CHALLENGE> Gather every line of the records below that contains the string "points", copying each line in full. Case counts.

(Items from a data source)
+++
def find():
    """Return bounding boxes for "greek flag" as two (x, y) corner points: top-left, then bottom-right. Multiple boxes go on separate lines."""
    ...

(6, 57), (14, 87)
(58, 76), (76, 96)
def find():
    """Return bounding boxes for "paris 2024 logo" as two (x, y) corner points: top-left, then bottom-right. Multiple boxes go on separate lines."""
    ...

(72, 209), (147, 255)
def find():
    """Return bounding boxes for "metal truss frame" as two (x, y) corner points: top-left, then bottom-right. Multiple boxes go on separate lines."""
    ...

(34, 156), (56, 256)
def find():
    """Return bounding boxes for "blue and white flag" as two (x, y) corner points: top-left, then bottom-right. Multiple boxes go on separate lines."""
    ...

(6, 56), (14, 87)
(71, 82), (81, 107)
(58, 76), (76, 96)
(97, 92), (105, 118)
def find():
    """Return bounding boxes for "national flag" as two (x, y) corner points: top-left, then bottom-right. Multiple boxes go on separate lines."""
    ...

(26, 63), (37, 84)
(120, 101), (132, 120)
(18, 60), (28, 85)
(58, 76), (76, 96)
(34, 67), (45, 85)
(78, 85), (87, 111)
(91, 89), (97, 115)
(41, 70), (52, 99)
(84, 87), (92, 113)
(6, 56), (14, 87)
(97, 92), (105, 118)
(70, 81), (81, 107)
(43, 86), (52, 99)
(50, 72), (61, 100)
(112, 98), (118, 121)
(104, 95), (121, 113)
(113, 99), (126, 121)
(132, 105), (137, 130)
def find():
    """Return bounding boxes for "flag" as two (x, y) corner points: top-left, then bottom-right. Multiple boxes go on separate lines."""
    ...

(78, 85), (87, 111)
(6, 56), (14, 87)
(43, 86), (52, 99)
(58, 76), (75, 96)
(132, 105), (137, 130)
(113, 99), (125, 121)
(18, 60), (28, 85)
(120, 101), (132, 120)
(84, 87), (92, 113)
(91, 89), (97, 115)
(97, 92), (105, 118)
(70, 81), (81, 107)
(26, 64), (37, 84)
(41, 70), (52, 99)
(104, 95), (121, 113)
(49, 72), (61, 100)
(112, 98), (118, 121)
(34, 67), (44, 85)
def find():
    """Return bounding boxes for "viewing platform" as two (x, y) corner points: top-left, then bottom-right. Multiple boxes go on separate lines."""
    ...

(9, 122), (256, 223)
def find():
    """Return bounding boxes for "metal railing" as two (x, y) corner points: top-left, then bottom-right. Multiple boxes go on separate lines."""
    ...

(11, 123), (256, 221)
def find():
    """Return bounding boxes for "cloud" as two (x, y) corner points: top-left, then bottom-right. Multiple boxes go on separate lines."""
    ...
+++
WRITTEN ANSWER>
    """Return bounding boxes for "greek flag" as two (x, y) corner points: top-left, then bottom-right. Multiple boxes go on separate lines."""
    """Return bounding boxes for "paris 2024 logo" as two (x, y) corner points: top-left, then bottom-right. Multiple boxes go on separate lines."""
    """Return bounding boxes for "metal truss frame" as two (x, y) corner points: top-left, then bottom-right. Multiple boxes go on separate lines."""
    """Return bounding boxes for "blue and white flag" as two (x, y) corner points: top-left, then bottom-right. Multiple boxes go on separate lines."""
    """Return bounding boxes for "national flag" as two (x, y) corner points: top-left, then bottom-right. Multiple boxes go on separate lines."""
    """Return bounding boxes for "flag" as two (x, y) corner points: top-left, then bottom-right. Multiple boxes go on separate lines."""
    """Return bounding boxes for "viewing platform" as two (x, y) corner points: top-left, then bottom-right. Multiple boxes go on separate lines."""
    """Return bounding boxes for "metal railing" as two (x, y) corner points: top-left, then bottom-right. Multiple boxes go on separate lines."""
    """Return bounding boxes for "cloud" as two (x, y) corner points: top-left, then bottom-right. Multiple boxes go on separate lines."""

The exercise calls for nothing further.